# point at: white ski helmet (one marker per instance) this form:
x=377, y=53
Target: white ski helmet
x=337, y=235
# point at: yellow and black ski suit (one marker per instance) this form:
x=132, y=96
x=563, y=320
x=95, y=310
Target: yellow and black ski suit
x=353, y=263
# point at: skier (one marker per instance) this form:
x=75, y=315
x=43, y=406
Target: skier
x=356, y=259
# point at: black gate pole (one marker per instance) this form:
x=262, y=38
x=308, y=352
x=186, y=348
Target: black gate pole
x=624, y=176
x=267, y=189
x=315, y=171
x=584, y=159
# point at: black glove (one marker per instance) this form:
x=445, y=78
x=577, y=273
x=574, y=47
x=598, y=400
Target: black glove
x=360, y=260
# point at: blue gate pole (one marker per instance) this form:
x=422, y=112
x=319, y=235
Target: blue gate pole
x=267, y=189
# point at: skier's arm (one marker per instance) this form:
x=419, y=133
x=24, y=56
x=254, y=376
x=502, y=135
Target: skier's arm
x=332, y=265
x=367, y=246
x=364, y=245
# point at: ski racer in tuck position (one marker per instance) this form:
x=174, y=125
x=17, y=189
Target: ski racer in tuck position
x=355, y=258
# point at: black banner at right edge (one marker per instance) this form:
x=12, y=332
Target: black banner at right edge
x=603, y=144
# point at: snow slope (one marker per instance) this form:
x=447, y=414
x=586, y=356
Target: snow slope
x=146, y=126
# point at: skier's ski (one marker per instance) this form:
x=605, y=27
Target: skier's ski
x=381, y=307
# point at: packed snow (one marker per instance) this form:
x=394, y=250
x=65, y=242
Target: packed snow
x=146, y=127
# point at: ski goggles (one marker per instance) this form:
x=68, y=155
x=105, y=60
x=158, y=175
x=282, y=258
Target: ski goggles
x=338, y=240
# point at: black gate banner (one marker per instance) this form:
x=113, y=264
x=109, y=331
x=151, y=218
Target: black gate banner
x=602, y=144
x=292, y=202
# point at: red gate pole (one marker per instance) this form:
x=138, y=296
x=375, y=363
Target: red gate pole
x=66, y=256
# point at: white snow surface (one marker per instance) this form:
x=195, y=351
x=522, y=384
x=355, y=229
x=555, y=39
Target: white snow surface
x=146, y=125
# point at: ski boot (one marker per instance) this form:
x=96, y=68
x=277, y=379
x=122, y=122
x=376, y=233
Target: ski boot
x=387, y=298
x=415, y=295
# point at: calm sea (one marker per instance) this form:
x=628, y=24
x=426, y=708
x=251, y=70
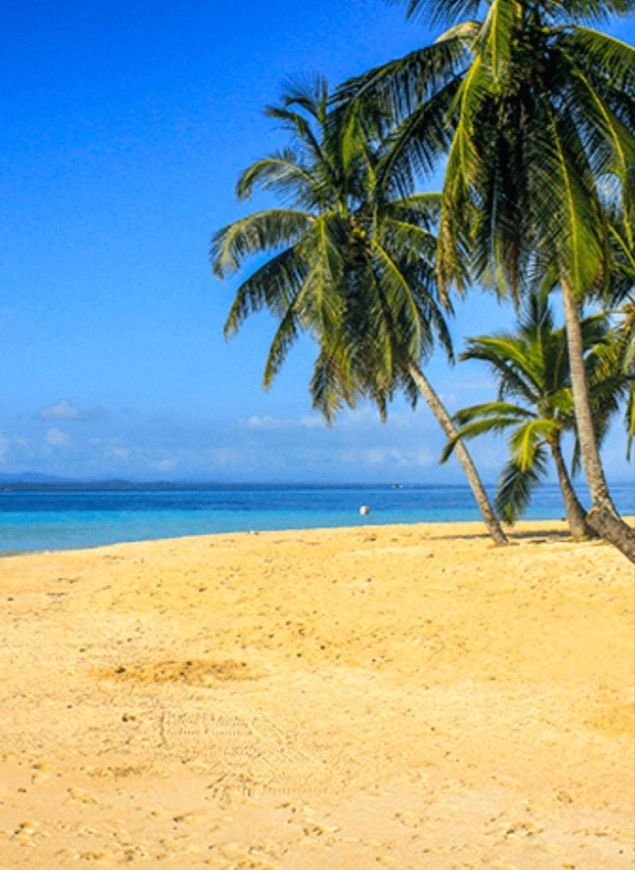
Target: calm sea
x=55, y=518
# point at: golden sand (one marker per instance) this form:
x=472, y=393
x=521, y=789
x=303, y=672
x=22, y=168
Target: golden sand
x=407, y=697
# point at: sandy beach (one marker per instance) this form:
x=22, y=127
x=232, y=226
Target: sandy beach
x=407, y=697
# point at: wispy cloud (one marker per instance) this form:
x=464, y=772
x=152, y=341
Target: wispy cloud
x=56, y=438
x=64, y=410
x=271, y=423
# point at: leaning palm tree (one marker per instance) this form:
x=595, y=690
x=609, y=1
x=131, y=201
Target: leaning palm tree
x=540, y=112
x=352, y=263
x=535, y=405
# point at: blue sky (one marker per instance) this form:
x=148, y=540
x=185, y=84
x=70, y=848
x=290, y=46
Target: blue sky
x=124, y=129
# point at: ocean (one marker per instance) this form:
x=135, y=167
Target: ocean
x=50, y=517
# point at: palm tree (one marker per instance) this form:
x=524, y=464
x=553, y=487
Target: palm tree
x=531, y=366
x=352, y=263
x=540, y=113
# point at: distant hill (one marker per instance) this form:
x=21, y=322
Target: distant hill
x=31, y=477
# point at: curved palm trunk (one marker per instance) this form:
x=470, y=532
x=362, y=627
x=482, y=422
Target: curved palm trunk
x=469, y=469
x=603, y=516
x=576, y=514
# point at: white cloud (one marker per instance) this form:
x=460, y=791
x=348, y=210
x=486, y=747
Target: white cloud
x=271, y=423
x=56, y=438
x=64, y=410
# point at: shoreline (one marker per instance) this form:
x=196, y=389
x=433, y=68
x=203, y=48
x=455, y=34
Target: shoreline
x=405, y=696
x=526, y=525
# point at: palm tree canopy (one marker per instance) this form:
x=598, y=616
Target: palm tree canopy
x=537, y=113
x=350, y=259
x=535, y=402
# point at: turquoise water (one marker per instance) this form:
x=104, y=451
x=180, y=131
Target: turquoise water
x=55, y=518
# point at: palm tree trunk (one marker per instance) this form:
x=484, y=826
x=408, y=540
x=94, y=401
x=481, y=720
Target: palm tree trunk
x=603, y=516
x=576, y=514
x=469, y=469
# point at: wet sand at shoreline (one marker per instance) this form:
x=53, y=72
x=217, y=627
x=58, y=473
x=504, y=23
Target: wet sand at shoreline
x=398, y=696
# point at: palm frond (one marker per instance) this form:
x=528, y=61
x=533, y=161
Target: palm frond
x=255, y=234
x=516, y=485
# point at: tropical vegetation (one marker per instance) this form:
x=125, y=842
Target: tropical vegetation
x=535, y=111
x=351, y=261
x=535, y=404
■ ■ ■
**WORK TO COMPLETE:**
All of the lines above should be printed exactly, minus the pictures.

**ANSWER TO THIS TASK:**
# point at: white ski helmet (one marker per instance) this form:
x=377, y=53
Target: white ski helmet
x=337, y=235
# point at: yellow and black ski suit (one marker per instance) this form:
x=132, y=96
x=563, y=320
x=95, y=310
Target: yellow and black ski suit
x=353, y=263
# point at: skier (one marker per instance) this form:
x=75, y=315
x=43, y=406
Target: skier
x=356, y=259
# point at: black gate pole (one marker per instance) this form:
x=262, y=38
x=308, y=352
x=186, y=348
Target: black gate pole
x=624, y=176
x=267, y=189
x=315, y=171
x=584, y=159
# point at: black glove (one marker per instance) this form:
x=445, y=78
x=577, y=273
x=574, y=47
x=598, y=400
Target: black glove
x=360, y=260
# point at: blue gate pole (one marker per instance) this form:
x=422, y=112
x=319, y=235
Target: blue gate pole
x=267, y=189
# point at: skier's arm (one marker per instance) this form:
x=419, y=133
x=24, y=56
x=254, y=376
x=502, y=135
Target: skier's arm
x=332, y=265
x=367, y=246
x=364, y=245
# point at: ski racer in tuck position (one marker per instance) this form:
x=174, y=125
x=17, y=189
Target: ski racer in tuck position
x=355, y=258
# point at: black banner at right edge (one marker per instance) this form:
x=12, y=332
Target: black banner at right edge
x=603, y=144
# point at: snow slope (one marker per instance) this form:
x=447, y=414
x=586, y=356
Target: snow slope
x=146, y=126
# point at: skier's ski (one marker per instance) this form:
x=605, y=27
Target: skier's ski
x=381, y=307
# point at: packed snow (one marker per instance) this form:
x=394, y=250
x=65, y=242
Target: packed snow
x=146, y=127
# point at: ski goggles (one marker per instance) this form:
x=68, y=155
x=105, y=60
x=158, y=175
x=282, y=258
Target: ski goggles
x=338, y=240
# point at: black gate banner (one marker per instance) this form:
x=113, y=264
x=109, y=331
x=151, y=218
Target: black gate banner
x=602, y=144
x=292, y=202
# point at: red gate pole (one marker per instance) this form:
x=138, y=296
x=375, y=363
Target: red gate pole
x=66, y=256
# point at: white snow surface (one marker per instance) this form:
x=195, y=351
x=522, y=384
x=355, y=229
x=555, y=39
Target: white snow surface
x=146, y=125
# point at: ski boot (one marker per instance) this form:
x=96, y=68
x=277, y=379
x=122, y=122
x=376, y=233
Target: ski boot
x=387, y=298
x=415, y=295
# point at: calm sea (one marker per instance) this form:
x=628, y=24
x=426, y=708
x=251, y=70
Target: calm sea
x=55, y=518
# point at: golden sand (one marker per instance) this form:
x=472, y=393
x=521, y=789
x=303, y=672
x=22, y=168
Target: golden sand
x=407, y=697
# point at: sandy beach (one marker per instance) this form:
x=22, y=127
x=232, y=226
Target: sandy beach
x=407, y=697
# point at: wispy cloud (one marker per instance) this form:
x=464, y=772
x=152, y=341
Target: wispy cloud
x=56, y=438
x=64, y=410
x=271, y=423
# point at: leaning palm tree (one marker per instance) this form:
x=595, y=690
x=609, y=1
x=131, y=201
Target: leaning palm tree
x=540, y=112
x=352, y=263
x=535, y=405
# point at: blue sky (one marker per instance) this form:
x=148, y=540
x=185, y=84
x=70, y=848
x=290, y=46
Target: blue sky
x=124, y=129
# point at: ocean (one marker per instance) this form:
x=135, y=167
Target: ocean
x=50, y=517
# point at: palm tree (one marker per instance) this form:
x=524, y=464
x=553, y=487
Target: palm tree
x=531, y=366
x=352, y=263
x=540, y=113
# point at: distant hill (one marker per instance) this form:
x=21, y=322
Target: distant hill
x=31, y=477
# point at: curved palm trunk (one marker per instance) this form:
x=470, y=532
x=362, y=627
x=482, y=422
Target: curved palm trunk
x=469, y=469
x=603, y=516
x=576, y=514
# point at: white cloud (one marker per instance) this form:
x=460, y=791
x=348, y=210
x=486, y=747
Target: white cloud
x=271, y=423
x=56, y=438
x=64, y=410
# point at: shoreline (one marker per instance) this form:
x=196, y=389
x=433, y=68
x=203, y=48
x=455, y=34
Target: shoreline
x=405, y=696
x=526, y=525
# point at: palm tree canopy (one marker per instance) this form:
x=598, y=616
Target: palm tree canopy
x=537, y=113
x=350, y=259
x=535, y=402
# point at: turquoise water (one marker per instance) this form:
x=104, y=451
x=180, y=131
Target: turquoise water
x=55, y=518
# point at: palm tree trunk (one marker per instance) this form:
x=484, y=826
x=408, y=540
x=94, y=401
x=481, y=720
Target: palm tree trunk
x=603, y=516
x=576, y=514
x=469, y=469
# point at: wet sand at shoreline (one marker per instance) this form:
x=53, y=72
x=217, y=627
x=58, y=473
x=504, y=23
Target: wet sand at shoreline
x=398, y=696
# point at: palm frond (one marker per instance) this form:
x=528, y=61
x=533, y=161
Target: palm frond
x=255, y=234
x=516, y=485
# point at: tropical vegetation (one marker per instance) this form:
x=125, y=842
Target: tropical vegetation
x=535, y=111
x=351, y=261
x=535, y=404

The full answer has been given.